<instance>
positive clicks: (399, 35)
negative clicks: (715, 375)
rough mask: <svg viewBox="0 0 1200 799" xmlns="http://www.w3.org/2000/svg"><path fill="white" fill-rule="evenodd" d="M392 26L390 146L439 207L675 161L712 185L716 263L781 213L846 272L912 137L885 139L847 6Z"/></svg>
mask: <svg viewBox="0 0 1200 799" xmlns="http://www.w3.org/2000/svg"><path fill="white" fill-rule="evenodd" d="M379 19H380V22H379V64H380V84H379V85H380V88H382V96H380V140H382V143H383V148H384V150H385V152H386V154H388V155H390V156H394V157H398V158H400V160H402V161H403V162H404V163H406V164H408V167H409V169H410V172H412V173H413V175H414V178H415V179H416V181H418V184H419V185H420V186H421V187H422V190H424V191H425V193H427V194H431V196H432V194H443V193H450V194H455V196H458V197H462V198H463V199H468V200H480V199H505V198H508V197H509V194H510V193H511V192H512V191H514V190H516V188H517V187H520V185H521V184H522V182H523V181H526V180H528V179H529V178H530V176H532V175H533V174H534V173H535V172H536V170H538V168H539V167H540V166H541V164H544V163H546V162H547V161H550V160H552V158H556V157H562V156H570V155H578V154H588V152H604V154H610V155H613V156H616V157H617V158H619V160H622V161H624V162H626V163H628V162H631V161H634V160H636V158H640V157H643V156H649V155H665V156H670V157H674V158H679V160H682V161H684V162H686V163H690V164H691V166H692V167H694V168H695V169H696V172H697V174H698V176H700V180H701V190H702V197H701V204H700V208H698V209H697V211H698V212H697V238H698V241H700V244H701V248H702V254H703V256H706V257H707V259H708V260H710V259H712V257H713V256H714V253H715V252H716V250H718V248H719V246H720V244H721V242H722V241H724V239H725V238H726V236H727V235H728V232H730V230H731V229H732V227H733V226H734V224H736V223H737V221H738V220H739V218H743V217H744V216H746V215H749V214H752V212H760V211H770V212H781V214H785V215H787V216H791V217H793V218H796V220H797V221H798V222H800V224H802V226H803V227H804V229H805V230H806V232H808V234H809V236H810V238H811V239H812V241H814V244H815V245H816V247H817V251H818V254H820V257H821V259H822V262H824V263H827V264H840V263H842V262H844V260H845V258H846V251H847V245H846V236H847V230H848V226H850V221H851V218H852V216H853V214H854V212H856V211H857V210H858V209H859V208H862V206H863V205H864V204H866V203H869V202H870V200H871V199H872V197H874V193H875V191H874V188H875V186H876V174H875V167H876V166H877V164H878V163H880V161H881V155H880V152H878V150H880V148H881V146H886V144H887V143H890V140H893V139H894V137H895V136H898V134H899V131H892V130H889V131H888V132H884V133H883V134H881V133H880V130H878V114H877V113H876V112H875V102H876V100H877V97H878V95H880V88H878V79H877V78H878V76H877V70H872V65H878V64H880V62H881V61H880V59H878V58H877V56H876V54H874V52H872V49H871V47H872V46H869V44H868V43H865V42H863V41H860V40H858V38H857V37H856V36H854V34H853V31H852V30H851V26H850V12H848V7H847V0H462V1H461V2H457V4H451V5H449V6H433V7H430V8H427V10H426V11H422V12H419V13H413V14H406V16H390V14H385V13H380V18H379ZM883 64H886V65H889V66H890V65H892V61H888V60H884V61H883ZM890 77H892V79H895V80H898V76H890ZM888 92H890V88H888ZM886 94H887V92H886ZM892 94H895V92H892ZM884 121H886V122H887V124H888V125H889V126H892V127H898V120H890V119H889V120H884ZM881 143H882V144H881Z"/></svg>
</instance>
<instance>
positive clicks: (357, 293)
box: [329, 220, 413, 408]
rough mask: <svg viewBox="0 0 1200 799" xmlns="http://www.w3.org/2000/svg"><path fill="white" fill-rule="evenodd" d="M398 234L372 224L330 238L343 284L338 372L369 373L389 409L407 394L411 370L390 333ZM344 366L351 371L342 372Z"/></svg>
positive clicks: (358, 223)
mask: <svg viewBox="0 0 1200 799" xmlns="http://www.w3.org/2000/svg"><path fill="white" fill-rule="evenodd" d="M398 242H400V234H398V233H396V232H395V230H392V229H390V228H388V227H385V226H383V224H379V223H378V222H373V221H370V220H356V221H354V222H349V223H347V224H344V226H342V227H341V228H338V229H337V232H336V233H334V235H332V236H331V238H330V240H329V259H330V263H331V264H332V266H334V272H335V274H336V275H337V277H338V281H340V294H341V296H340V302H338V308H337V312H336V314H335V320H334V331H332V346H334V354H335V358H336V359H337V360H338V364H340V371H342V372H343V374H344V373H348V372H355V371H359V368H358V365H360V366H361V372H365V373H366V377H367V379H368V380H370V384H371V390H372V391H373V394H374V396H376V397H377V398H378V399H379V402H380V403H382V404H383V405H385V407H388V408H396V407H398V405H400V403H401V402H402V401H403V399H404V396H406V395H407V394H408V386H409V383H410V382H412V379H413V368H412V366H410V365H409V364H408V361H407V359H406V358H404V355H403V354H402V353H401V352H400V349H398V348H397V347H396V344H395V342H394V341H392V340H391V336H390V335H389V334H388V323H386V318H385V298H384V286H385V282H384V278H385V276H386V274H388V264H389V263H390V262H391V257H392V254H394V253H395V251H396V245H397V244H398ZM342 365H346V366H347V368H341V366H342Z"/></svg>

_ _ _ _ _ _ _

__What is needed__.
Include in the answer nothing but an exact repetition of the lines from the one with "box: [329, 220, 413, 408]" through the end of the material.

__Completed exercise__.
box: [329, 220, 413, 408]
rough mask: <svg viewBox="0 0 1200 799" xmlns="http://www.w3.org/2000/svg"><path fill="white" fill-rule="evenodd" d="M398 234L372 224L330 238L343 284L338 372L369 373L389 409L407 394L411 370L390 333ZM344 366L351 371L342 372Z"/></svg>
positive clicks: (358, 223)
mask: <svg viewBox="0 0 1200 799" xmlns="http://www.w3.org/2000/svg"><path fill="white" fill-rule="evenodd" d="M398 242H400V234H398V233H396V232H395V230H392V229H390V228H388V227H385V226H383V224H379V223H378V222H373V221H370V220H356V221H354V222H349V223H347V224H344V226H342V227H341V228H338V229H337V232H336V233H334V235H332V236H331V238H330V240H329V259H330V263H331V264H332V266H334V272H335V274H336V275H337V277H338V281H340V294H341V296H340V302H338V308H337V312H336V314H335V320H334V331H332V346H334V354H335V358H336V359H337V360H338V364H340V371H342V372H343V374H344V373H348V372H355V371H359V368H358V365H360V366H361V372H365V373H366V377H367V379H368V380H370V384H371V390H372V391H373V394H374V396H376V397H377V398H378V399H379V402H380V403H382V404H383V405H385V407H388V408H396V407H398V405H400V403H401V402H402V401H403V399H404V396H406V395H407V394H408V386H409V383H410V382H412V379H413V368H412V366H410V365H409V364H408V361H407V359H406V358H404V355H403V354H402V353H401V352H400V349H398V348H397V347H396V344H395V342H394V341H392V340H391V336H390V335H389V334H388V323H386V318H385V298H384V286H385V282H384V278H385V276H386V274H388V264H389V263H390V262H391V257H392V254H394V253H395V251H396V245H397V244H398ZM342 365H346V366H347V368H341V366H342Z"/></svg>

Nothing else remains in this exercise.